- **What you will do**
Every entry below needs to be printed again exactly, with its pictures left out.

(Dataset begins)

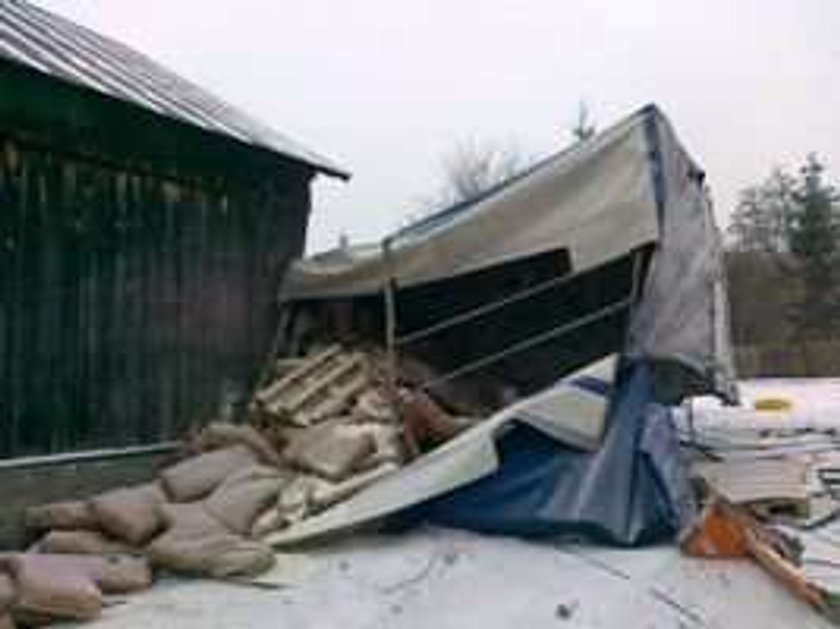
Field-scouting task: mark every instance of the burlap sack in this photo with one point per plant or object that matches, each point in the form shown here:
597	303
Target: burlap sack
295	502
330	450
131	515
68	515
196	477
51	590
388	444
373	406
244	495
221	435
7	592
326	494
268	522
198	544
118	574
82	543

(Dataset ends)

- **Completed exercise**
Field-scouting task: mark every instance of the burlap sack in this photo with one point per plant or object that matches, each point in the form shown here:
597	303
Target: burlap sack
295	502
330	450
131	515
68	515
196	477
51	590
388	444
373	406
244	495
221	435
7	592
326	494
268	522
198	544
118	574
82	543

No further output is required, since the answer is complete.